GOAL. Format each line of these rows as a string in a JSON list, one string per line, with blank lines omitted.

[Dataset records]

BEGIN

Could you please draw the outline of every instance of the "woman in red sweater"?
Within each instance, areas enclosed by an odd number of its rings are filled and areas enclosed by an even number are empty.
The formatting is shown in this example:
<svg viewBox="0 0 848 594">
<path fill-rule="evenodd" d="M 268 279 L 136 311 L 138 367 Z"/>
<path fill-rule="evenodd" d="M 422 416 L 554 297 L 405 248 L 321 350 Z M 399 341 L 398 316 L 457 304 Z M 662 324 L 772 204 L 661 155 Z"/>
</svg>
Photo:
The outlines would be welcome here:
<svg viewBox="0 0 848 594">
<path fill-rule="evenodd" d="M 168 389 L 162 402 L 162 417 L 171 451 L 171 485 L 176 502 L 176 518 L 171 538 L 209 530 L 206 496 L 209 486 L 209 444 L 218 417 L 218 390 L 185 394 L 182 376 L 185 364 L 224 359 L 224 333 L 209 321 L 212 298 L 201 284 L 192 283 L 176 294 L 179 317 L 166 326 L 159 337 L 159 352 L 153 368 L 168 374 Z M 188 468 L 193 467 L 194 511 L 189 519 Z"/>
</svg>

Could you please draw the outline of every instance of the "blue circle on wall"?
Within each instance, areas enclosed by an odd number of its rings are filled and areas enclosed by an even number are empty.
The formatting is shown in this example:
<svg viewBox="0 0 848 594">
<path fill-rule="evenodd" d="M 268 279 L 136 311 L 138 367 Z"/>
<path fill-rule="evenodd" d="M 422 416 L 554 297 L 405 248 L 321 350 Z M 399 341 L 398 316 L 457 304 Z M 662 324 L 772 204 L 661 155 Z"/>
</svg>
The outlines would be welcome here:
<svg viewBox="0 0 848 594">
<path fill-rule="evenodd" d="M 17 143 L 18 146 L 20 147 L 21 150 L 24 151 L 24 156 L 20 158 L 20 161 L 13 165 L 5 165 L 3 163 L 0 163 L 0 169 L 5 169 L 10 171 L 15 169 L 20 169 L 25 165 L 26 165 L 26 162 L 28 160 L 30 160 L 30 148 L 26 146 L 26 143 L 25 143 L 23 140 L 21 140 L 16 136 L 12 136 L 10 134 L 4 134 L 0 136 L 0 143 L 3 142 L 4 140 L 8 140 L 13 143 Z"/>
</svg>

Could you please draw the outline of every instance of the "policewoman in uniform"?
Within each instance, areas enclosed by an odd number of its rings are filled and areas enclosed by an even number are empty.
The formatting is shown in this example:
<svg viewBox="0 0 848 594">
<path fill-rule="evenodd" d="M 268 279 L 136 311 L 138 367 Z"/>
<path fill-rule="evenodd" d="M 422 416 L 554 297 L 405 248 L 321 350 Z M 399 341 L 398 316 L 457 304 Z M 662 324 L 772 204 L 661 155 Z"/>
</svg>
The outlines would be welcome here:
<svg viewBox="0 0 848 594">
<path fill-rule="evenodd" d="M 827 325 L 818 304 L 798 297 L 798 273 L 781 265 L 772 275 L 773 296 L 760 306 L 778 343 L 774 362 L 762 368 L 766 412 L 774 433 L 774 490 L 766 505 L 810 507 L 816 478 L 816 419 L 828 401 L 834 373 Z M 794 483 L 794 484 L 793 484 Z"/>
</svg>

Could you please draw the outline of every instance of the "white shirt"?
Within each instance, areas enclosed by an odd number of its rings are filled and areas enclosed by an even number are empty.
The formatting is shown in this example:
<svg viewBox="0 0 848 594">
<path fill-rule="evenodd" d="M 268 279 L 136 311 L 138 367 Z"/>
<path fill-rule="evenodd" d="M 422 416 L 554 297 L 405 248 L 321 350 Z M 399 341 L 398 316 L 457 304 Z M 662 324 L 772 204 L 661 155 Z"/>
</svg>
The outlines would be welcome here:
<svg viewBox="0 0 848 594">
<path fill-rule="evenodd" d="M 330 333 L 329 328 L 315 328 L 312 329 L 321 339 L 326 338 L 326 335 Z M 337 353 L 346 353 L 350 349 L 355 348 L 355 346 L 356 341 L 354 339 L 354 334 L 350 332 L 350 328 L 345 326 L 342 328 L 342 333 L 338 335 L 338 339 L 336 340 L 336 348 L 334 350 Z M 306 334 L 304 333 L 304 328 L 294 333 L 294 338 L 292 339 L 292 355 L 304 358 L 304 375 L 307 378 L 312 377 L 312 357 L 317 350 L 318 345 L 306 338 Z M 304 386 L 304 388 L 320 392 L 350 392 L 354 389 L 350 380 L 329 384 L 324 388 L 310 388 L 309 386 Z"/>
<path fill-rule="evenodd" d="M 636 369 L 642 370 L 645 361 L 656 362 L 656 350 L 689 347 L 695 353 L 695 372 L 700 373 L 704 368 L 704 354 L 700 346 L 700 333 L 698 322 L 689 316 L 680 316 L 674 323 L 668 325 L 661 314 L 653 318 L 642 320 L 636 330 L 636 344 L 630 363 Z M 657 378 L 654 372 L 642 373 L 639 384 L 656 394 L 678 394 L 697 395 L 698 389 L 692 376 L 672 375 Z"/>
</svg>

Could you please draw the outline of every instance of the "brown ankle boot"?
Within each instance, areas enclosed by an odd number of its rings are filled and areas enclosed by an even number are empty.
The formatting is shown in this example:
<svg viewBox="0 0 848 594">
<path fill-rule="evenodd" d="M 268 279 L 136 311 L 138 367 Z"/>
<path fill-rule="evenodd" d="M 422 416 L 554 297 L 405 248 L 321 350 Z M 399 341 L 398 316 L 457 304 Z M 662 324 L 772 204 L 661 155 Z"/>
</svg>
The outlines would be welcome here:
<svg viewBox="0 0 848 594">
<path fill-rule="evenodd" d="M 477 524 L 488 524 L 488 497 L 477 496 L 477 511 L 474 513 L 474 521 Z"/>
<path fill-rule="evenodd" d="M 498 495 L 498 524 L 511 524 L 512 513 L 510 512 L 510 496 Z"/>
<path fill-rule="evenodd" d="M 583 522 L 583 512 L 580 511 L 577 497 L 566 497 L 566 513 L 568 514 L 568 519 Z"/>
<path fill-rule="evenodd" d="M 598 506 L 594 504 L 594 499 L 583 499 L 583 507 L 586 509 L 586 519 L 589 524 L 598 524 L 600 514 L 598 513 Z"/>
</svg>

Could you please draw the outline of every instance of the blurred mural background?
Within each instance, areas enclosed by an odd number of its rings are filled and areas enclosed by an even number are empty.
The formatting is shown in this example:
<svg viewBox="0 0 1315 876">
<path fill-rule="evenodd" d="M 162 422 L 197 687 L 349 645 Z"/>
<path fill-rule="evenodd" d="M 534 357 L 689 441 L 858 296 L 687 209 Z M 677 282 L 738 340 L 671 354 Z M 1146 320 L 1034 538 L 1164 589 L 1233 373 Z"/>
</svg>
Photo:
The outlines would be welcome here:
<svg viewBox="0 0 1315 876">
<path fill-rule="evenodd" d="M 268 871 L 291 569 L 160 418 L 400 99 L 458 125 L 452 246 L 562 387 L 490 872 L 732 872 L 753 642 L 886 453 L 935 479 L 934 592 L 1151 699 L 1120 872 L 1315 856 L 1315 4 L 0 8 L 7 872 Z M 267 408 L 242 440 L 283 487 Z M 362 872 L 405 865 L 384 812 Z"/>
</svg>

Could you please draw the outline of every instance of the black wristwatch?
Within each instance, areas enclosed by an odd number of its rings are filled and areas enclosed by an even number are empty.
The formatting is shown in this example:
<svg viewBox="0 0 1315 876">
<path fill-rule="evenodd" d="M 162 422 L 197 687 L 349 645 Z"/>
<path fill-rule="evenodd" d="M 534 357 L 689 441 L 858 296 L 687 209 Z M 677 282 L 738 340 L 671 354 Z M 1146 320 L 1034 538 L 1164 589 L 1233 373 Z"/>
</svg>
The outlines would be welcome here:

END

RESPONSE.
[
  "Could you please draw the outline of every instance of the \"woman in red sweater\"?",
  "Within each instance, areas enclosed by an odd number of its rings are filled and areas enclosed by an even number are empty.",
  "The formatting is shown in this example:",
  "<svg viewBox=\"0 0 848 594\">",
  "<path fill-rule=\"evenodd\" d=\"M 268 279 L 136 311 L 138 367 Z\"/>",
  "<path fill-rule=\"evenodd\" d=\"M 422 416 L 554 297 L 405 248 L 321 350 Z M 399 341 L 398 316 L 457 304 Z M 662 324 L 772 204 L 661 155 Z\"/>",
  "</svg>",
  "Photo:",
  "The outlines would be welcome here:",
  "<svg viewBox=\"0 0 848 594\">",
  "<path fill-rule=\"evenodd\" d=\"M 168 389 L 162 402 L 162 417 L 171 451 L 171 485 L 176 502 L 176 518 L 171 538 L 209 530 L 206 496 L 209 486 L 209 444 L 218 417 L 218 390 L 185 394 L 182 376 L 185 364 L 224 359 L 224 333 L 209 321 L 212 298 L 201 284 L 192 283 L 176 294 L 179 317 L 166 326 L 159 337 L 159 352 L 153 368 L 168 374 Z M 188 468 L 193 467 L 194 511 L 189 519 Z\"/>",
  "</svg>",
  "Could you please draw the outline of every instance of the \"blue circle on wall\"?",
  "Within each instance, areas enclosed by an odd number of its rings are filled and areas enclosed by an even number are empty.",
  "The formatting is shown in this example:",
  "<svg viewBox=\"0 0 848 594\">",
  "<path fill-rule=\"evenodd\" d=\"M 268 279 L 136 311 L 138 367 Z\"/>",
  "<path fill-rule=\"evenodd\" d=\"M 422 416 L 554 297 L 405 248 L 321 350 Z M 399 341 L 398 316 L 457 304 Z M 662 324 L 772 204 L 661 155 Z\"/>",
  "</svg>",
  "The outlines would be welcome here:",
  "<svg viewBox=\"0 0 848 594\">",
  "<path fill-rule=\"evenodd\" d=\"M 17 143 L 18 146 L 20 147 L 21 150 L 24 151 L 24 156 L 20 158 L 20 161 L 13 165 L 5 165 L 3 163 L 0 163 L 0 169 L 5 169 L 10 171 L 15 169 L 20 169 L 25 165 L 26 165 L 26 162 L 28 160 L 30 160 L 30 148 L 26 146 L 26 143 L 25 143 L 23 140 L 21 140 L 16 136 L 12 136 L 10 134 L 4 134 L 0 136 L 0 143 L 3 142 L 4 140 L 8 140 L 13 143 Z\"/>",
  "</svg>",
  "Could you please draw the outline of every instance of the \"policewoman in uniform\"?",
  "Within each instance, areas enclosed by an odd number of its rings are filled and areas enclosed by an even number are empty.",
  "The formatting is shown in this example:",
  "<svg viewBox=\"0 0 848 594\">",
  "<path fill-rule=\"evenodd\" d=\"M 268 279 L 136 311 L 138 367 Z\"/>",
  "<path fill-rule=\"evenodd\" d=\"M 422 416 L 554 297 L 405 248 L 321 350 Z M 399 341 L 398 316 L 457 304 Z M 662 324 L 772 204 L 661 155 Z\"/>",
  "</svg>",
  "The outlines would be welcome here:",
  "<svg viewBox=\"0 0 848 594\">",
  "<path fill-rule=\"evenodd\" d=\"M 827 325 L 818 304 L 798 297 L 798 273 L 781 265 L 772 275 L 773 296 L 760 306 L 778 343 L 774 362 L 762 368 L 766 412 L 774 433 L 774 490 L 766 505 L 810 507 L 816 478 L 816 419 L 828 401 L 834 373 Z M 794 483 L 794 484 L 793 484 Z\"/>",
  "</svg>",
  "Could you please draw the outline of every instance of the \"white shirt\"?",
  "Within each instance, areas enclosed by an odd number of its rings are filled and areas enclosed by an even number are empty.",
  "The formatting is shown in this example:",
  "<svg viewBox=\"0 0 848 594\">",
  "<path fill-rule=\"evenodd\" d=\"M 268 279 L 136 311 L 138 367 Z\"/>",
  "<path fill-rule=\"evenodd\" d=\"M 422 416 L 554 297 L 405 248 L 321 350 Z M 399 341 L 398 316 L 457 304 Z M 662 324 L 772 204 L 661 155 Z\"/>",
  "</svg>",
  "The outlines would be welcome here:",
  "<svg viewBox=\"0 0 848 594\">",
  "<path fill-rule=\"evenodd\" d=\"M 330 333 L 329 328 L 315 328 L 312 329 L 321 339 L 326 338 L 326 335 Z M 337 353 L 346 353 L 350 349 L 355 348 L 355 346 L 356 341 L 354 339 L 354 334 L 350 332 L 350 328 L 345 326 L 342 328 L 342 333 L 338 335 L 338 339 L 336 340 L 336 348 L 334 350 Z M 306 334 L 304 333 L 304 328 L 294 333 L 294 338 L 292 339 L 292 355 L 304 358 L 304 375 L 307 378 L 312 377 L 312 357 L 317 350 L 318 345 L 306 338 Z M 304 386 L 304 388 L 320 392 L 350 392 L 354 389 L 350 380 L 329 384 L 324 388 L 310 388 L 309 386 Z\"/>",
  "<path fill-rule=\"evenodd\" d=\"M 636 369 L 642 370 L 645 361 L 656 362 L 656 350 L 689 347 L 695 353 L 695 372 L 700 373 L 704 368 L 704 354 L 700 346 L 700 333 L 698 322 L 689 316 L 680 316 L 674 323 L 668 325 L 661 314 L 653 318 L 642 320 L 636 330 L 636 344 L 630 363 Z M 657 378 L 654 372 L 642 373 L 639 384 L 656 394 L 678 394 L 697 395 L 698 389 L 692 376 L 672 375 Z\"/>",
  "</svg>",
  "Could you please draw the outline of every instance of the \"brown ankle boot\"?",
  "Within each instance, areas enclosed by an odd number of its rings are filled and areas enclosed by an even number are empty.",
  "The formatting is shown in this example:",
  "<svg viewBox=\"0 0 848 594\">",
  "<path fill-rule=\"evenodd\" d=\"M 268 279 L 136 311 L 138 367 Z\"/>",
  "<path fill-rule=\"evenodd\" d=\"M 422 416 L 554 297 L 405 248 L 321 350 Z M 399 341 L 398 316 L 457 304 Z M 662 324 L 772 204 L 661 155 Z\"/>",
  "</svg>",
  "The outlines would be welcome here:",
  "<svg viewBox=\"0 0 848 594\">",
  "<path fill-rule=\"evenodd\" d=\"M 477 524 L 488 524 L 488 497 L 477 496 L 477 511 L 474 513 L 474 521 Z\"/>",
  "<path fill-rule=\"evenodd\" d=\"M 498 495 L 498 524 L 511 524 L 512 513 L 510 512 L 510 496 Z\"/>",
  "<path fill-rule=\"evenodd\" d=\"M 583 522 L 583 512 L 580 511 L 577 497 L 566 497 L 566 513 L 568 514 L 568 519 Z\"/>",
  "<path fill-rule=\"evenodd\" d=\"M 598 506 L 594 504 L 594 499 L 583 499 L 583 507 L 586 509 L 586 519 L 589 524 L 598 524 L 600 514 L 598 513 Z\"/>",
  "</svg>",
  "Could you please draw the outline of every instance of the blurred mural background?",
  "Within each instance, areas enclosed by an odd number of its rings are filled and areas enclosed by an even number are empty.",
  "The formatting is shown in this example:",
  "<svg viewBox=\"0 0 1315 876\">",
  "<path fill-rule=\"evenodd\" d=\"M 162 422 L 197 687 L 349 645 Z\"/>",
  "<path fill-rule=\"evenodd\" d=\"M 534 357 L 689 441 L 858 296 L 687 209 Z M 677 282 L 738 340 L 671 354 Z M 1146 320 L 1034 538 L 1164 589 L 1233 373 Z\"/>",
  "</svg>",
  "Photo:",
  "The outlines would be welcome here:",
  "<svg viewBox=\"0 0 1315 876\">",
  "<path fill-rule=\"evenodd\" d=\"M 268 871 L 291 569 L 160 418 L 400 99 L 458 125 L 452 246 L 562 387 L 490 872 L 732 872 L 753 642 L 886 453 L 935 479 L 934 592 L 1151 699 L 1120 872 L 1315 856 L 1315 4 L 0 8 L 7 872 Z M 267 408 L 242 440 L 283 487 Z M 362 872 L 405 865 L 384 812 Z\"/>",
  "</svg>",
  "Could you please draw the outline of every instance of the black wristwatch?",
  "Within each instance, areas enclosed by an odd number of its rings are filled and areas enclosed by an even number are empty.",
  "The formatting is shown in this example:",
  "<svg viewBox=\"0 0 1315 876\">",
  "<path fill-rule=\"evenodd\" d=\"M 162 422 L 197 687 L 349 645 Z\"/>",
  "<path fill-rule=\"evenodd\" d=\"M 534 357 L 689 441 L 858 296 L 687 209 Z M 677 282 L 738 340 L 671 354 Z M 1146 320 L 1034 538 L 1164 589 L 1233 373 Z\"/>",
  "</svg>",
  "The outlines would be welcome here:"
]